◆ Work to complete
Locate every line in the items below that contains the word "tower" and copy each of those lines. Case counts.

◆ Exercise data

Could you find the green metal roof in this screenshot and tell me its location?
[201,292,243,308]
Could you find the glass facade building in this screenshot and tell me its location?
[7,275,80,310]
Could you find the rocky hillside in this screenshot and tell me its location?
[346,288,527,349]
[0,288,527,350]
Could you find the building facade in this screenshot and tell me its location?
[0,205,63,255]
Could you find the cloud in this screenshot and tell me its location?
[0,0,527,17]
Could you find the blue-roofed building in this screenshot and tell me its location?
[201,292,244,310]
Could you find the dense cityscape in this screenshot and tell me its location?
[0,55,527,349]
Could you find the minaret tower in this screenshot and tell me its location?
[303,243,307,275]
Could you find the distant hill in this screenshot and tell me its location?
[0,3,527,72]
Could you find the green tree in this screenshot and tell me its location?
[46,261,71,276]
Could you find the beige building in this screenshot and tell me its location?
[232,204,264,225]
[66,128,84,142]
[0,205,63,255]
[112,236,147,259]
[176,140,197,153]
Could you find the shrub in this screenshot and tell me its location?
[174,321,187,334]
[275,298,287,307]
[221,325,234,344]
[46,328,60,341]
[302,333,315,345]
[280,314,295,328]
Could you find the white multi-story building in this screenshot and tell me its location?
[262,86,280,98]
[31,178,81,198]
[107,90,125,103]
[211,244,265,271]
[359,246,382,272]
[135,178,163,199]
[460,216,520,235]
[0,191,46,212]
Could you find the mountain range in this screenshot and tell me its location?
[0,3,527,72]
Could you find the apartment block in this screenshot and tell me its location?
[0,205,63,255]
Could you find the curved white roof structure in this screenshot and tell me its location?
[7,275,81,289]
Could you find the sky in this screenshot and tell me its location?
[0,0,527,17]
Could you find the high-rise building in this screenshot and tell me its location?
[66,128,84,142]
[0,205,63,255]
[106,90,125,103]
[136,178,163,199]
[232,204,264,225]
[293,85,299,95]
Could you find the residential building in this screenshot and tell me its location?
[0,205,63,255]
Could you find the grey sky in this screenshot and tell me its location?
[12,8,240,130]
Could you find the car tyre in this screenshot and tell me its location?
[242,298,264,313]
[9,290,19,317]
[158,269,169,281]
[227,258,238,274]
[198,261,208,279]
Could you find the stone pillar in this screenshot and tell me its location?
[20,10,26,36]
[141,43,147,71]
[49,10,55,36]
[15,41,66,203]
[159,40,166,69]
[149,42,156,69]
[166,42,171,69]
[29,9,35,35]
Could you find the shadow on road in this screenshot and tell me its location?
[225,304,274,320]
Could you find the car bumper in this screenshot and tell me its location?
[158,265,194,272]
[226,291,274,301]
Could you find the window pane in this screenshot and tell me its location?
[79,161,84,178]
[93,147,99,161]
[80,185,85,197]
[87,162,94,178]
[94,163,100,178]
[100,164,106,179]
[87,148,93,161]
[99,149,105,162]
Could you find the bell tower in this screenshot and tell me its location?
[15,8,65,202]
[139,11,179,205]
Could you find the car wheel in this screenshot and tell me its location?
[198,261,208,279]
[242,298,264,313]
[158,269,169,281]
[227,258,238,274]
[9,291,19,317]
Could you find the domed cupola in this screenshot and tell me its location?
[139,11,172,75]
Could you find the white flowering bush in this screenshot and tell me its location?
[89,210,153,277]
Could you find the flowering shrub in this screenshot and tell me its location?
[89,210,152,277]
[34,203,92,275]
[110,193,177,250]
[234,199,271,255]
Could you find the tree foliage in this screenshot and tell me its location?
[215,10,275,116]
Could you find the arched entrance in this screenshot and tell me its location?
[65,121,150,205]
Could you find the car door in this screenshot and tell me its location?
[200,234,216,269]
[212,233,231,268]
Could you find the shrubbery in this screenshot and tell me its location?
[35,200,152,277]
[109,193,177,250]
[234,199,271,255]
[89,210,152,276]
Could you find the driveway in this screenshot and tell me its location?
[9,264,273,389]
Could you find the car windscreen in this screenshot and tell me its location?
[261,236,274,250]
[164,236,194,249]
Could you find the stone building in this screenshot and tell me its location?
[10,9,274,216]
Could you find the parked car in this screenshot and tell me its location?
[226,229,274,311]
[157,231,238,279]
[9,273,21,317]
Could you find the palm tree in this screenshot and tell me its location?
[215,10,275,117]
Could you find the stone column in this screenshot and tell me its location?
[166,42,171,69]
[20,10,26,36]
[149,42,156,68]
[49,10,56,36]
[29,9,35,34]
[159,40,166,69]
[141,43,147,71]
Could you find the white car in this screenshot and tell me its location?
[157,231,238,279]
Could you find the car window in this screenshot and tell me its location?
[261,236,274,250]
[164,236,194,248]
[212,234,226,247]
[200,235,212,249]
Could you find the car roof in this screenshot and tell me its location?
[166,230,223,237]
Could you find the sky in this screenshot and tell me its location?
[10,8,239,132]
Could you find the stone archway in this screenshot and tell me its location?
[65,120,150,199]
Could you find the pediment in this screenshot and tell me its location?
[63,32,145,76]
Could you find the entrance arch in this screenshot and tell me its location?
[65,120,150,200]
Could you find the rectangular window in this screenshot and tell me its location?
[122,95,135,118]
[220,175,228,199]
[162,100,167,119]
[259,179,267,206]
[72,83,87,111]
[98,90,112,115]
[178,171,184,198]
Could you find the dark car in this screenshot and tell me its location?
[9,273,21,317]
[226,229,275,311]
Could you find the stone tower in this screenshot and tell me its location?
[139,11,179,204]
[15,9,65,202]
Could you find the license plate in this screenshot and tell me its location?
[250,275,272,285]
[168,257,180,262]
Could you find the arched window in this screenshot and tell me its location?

◆ Answer to the problem
Could you find the minaret tower in this screenshot and tell me its location?
Could you find the bell tower in this screenshot and tell me its location?
Could you find the stone tower in this screenshot and tell me its location?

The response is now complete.